• _Problem set_:
• 1. In the article about flushing alternatives to toilet paper, which products from shops does Professor Ghadouani say people are trying instead of toilet paper?
• 2. Rewrite the part of the toilet-flushing article that opens with the words "24/03/2020 | 1" and closes with "WA’s sewerage infrastructure.", replacing "emphasised" with "stressed".

• _Extract provided_:
Tissues, paper towels and wipes can block toilets if flushed

24/03/2020 | 1 min

Waste water engineering researchers from UWA have emphasised the importance of only flushing toilet paper down the toilet, instead of using alternatives such as tissues, which could compromise WA’s sewerage infrastructure.

Professor Anas Ghadouani from UWA’s School of Engineering and Oceans Institute said in the middle of the COVID-19 crisis, some people were struggling to find toilet paper and were considering other options.

"This is leading to people trying alternatives from shops such as tissues, paper towels, serviettes and baby wipes,” he said.

“It’s really important that people only flush toilet paper down the toilet and not the alternatives.

“Paper towels are made to be thicker and more hardy, that’s what you want in a paper towel as you don’t want them to break down, so if used they can block the sewerage system.”

(Point localization data)
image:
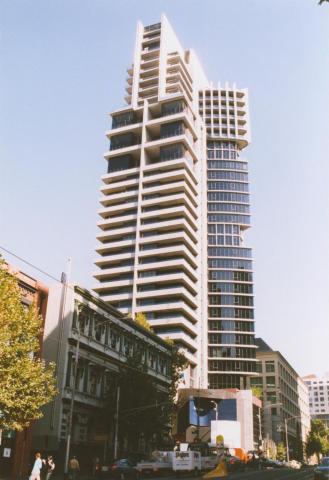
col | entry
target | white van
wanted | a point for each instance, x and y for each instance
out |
(188, 461)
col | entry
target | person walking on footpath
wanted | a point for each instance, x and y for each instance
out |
(74, 468)
(50, 467)
(35, 474)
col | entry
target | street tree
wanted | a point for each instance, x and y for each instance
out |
(317, 441)
(26, 383)
(141, 319)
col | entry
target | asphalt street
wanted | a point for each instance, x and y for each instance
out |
(275, 474)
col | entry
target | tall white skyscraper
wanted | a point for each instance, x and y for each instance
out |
(175, 206)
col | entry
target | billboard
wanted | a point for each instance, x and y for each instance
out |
(203, 410)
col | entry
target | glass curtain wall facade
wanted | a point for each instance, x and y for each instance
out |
(174, 171)
(231, 350)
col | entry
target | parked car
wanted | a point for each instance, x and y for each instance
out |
(235, 464)
(321, 472)
(268, 463)
(295, 464)
(124, 469)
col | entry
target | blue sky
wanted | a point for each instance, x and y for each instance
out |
(63, 69)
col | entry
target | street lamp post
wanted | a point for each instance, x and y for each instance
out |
(69, 430)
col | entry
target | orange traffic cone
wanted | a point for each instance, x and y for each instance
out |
(219, 472)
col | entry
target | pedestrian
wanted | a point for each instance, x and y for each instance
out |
(177, 447)
(49, 467)
(74, 468)
(35, 474)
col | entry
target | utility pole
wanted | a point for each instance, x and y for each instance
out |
(69, 430)
(116, 425)
(287, 441)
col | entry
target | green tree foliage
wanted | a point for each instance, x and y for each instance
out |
(26, 383)
(317, 441)
(281, 451)
(140, 318)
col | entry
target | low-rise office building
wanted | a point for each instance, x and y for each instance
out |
(92, 343)
(233, 413)
(284, 399)
(318, 389)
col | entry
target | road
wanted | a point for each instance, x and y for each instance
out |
(275, 474)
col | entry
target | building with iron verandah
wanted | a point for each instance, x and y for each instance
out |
(107, 339)
(18, 462)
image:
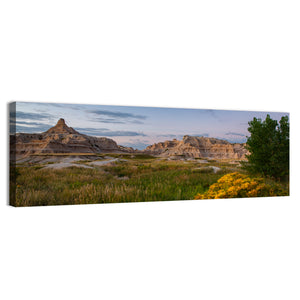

• _Responses to the exercise_:
• 1. Tissues, paper towels, serviettes and baby wipes.

• 2.
24/03/2020 | 1 min

Waste water engineering researchers from UWA have stressed the importance of only flushing toilet paper down the toilet, instead of using alternatives such as tissues, which could compromise WA’s sewerage infrastructure.